__PROBLEM TO SOLVE__: Each record must appear in the answer exactly as given.

__SOURCE RECORDS__:
──────

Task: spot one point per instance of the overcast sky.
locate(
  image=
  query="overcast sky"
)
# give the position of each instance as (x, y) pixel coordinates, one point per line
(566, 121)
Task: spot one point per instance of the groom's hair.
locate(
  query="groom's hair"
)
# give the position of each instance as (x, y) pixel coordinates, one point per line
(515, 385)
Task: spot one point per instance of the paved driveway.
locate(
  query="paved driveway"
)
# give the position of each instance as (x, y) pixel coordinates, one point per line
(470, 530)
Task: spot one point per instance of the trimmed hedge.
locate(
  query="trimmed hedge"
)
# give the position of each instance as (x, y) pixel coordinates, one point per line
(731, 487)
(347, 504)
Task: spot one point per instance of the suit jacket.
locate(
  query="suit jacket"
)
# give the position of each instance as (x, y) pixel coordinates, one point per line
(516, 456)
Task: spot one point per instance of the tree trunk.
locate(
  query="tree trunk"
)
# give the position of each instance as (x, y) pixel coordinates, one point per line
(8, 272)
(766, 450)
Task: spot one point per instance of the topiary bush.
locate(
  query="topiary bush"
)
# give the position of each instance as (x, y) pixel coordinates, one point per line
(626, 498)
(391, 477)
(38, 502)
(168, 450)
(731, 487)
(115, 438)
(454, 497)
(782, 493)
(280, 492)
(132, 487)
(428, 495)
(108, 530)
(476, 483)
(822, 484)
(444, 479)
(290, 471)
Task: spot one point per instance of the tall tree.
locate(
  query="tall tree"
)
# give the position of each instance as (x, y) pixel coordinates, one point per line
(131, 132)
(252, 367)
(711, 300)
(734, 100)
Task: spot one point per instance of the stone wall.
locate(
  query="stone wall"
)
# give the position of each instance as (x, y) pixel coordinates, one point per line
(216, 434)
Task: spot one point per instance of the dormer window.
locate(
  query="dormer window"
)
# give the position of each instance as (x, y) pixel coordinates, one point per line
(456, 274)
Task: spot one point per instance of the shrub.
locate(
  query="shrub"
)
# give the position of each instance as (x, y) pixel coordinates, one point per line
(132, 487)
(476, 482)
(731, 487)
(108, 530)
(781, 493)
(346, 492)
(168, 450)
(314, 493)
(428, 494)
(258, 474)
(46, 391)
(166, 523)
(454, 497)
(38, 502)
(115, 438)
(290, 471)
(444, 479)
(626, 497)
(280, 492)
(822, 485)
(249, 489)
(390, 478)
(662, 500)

──────

__SOLUTION TO THE PROBLEM__:
Task: spot one point per instance of the overcast sky.
locate(
  image=
  query="overcast sky"
)
# give the position of each instance as (x, y) pixel coordinates, one point per line
(566, 121)
Task: spot one point per instance of the groom's hair.
locate(
  query="groom's hair"
)
# give the position of each instance as (x, y) pixel coordinates, one point per line
(515, 385)
Task: spot one point per instance of the paved driveway.
locate(
  query="paved driveway"
)
# give the position of each instance as (x, y) pixel coordinates, one point per line
(470, 530)
Task: spot one point per instance of the trimmed hedge.
locate(
  query="trimmed hedge"
)
# give the position of each instance as (x, y) pixel coordinates, one point per line
(731, 487)
(347, 504)
Task: spot one point per instance of the suit jacket.
locate(
  query="suit jacket"
)
# give the position of each instance as (x, y) pixel coordinates, one point per line
(516, 456)
Task: spot one point per instance of the tree trunk.
locate(
  query="tree trunk"
)
# give the position of each instance as (x, y) pixel coordinates, one point per line
(8, 272)
(766, 450)
Task: spot one point per instance of the topiary bush.
locate(
  query="topiary bush"
)
# give the position of each instance as (x, y) pixel coordinates, one point per line
(626, 498)
(391, 477)
(38, 502)
(168, 450)
(731, 487)
(115, 438)
(454, 497)
(782, 493)
(280, 492)
(132, 487)
(428, 495)
(108, 530)
(476, 483)
(822, 484)
(444, 479)
(290, 471)
Task: spot one point per instance of the tall tree.
locate(
  query="tall tree"
)
# give the position of each instance as (x, y) pixel coordinates, one point per line
(131, 132)
(252, 367)
(711, 300)
(734, 100)
Task: spot one point per instance of the stone wall.
locate(
  query="stone wall"
)
# give the position of each instance as (x, y) pixel coordinates, one point per line
(216, 434)
Task: spot one point per instance of the dormer window.
locate(
  query="dormer window"
)
# give the position of each instance as (x, y) pixel coordinates, one point per line
(456, 274)
Task: spot one point per instance of the shrub.
locate(
  query="shrub"
)
# give the position of each instance as (x, y) pixel coordinates, one point per line
(132, 487)
(476, 482)
(731, 487)
(108, 530)
(781, 493)
(346, 492)
(168, 450)
(314, 493)
(428, 494)
(258, 474)
(46, 391)
(166, 523)
(454, 497)
(38, 502)
(115, 438)
(290, 471)
(444, 479)
(626, 497)
(280, 492)
(822, 485)
(249, 489)
(390, 478)
(662, 500)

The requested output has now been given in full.